=== Work order ===
The answer is the full listing below, copied exactly, with its pictures omitted.

=== Input data ===
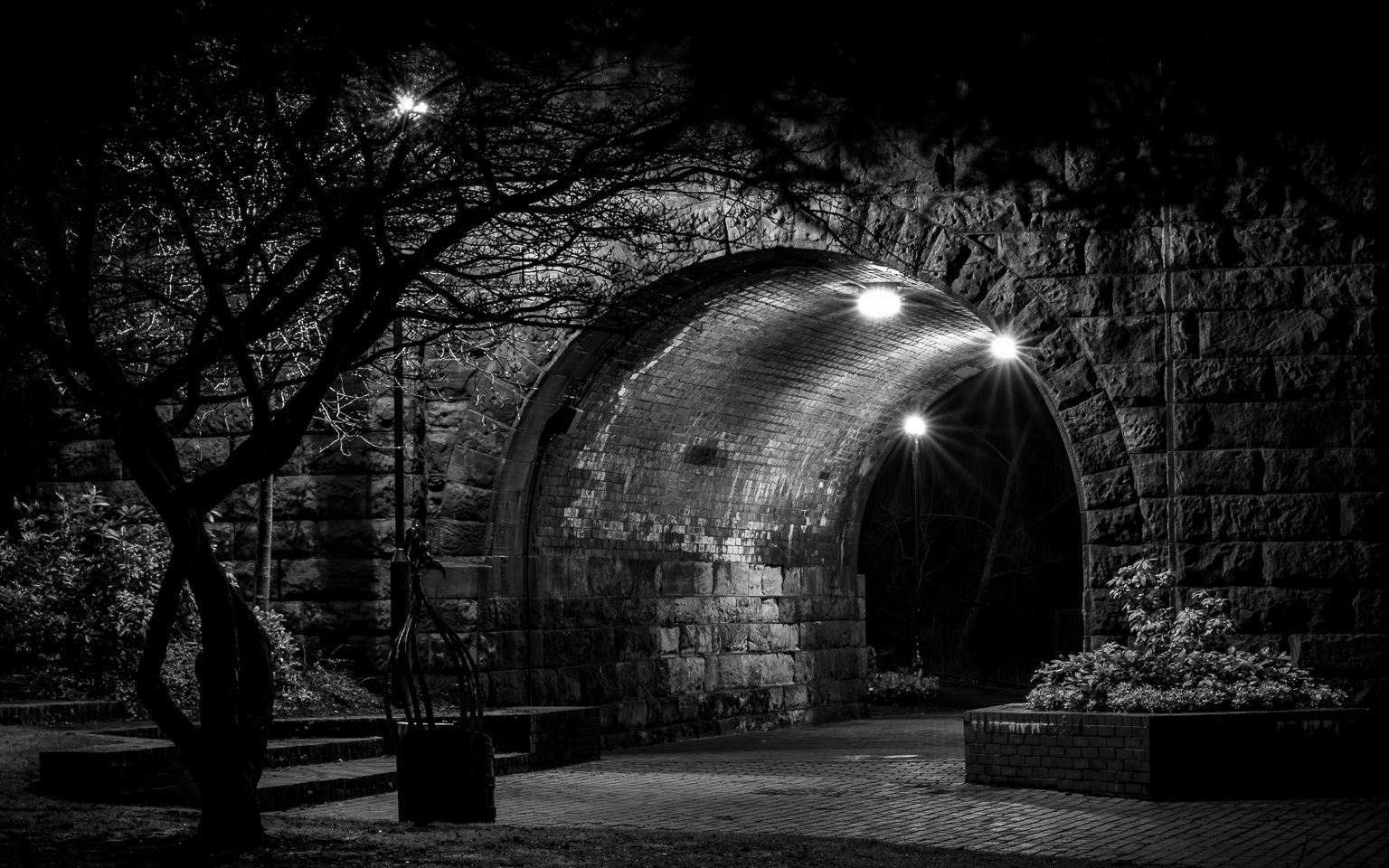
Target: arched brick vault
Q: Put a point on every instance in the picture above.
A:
(688, 556)
(746, 425)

=== Written solution ===
Target: arched brick vault
Q: Put a point on every instance in the picture above.
A:
(688, 556)
(746, 425)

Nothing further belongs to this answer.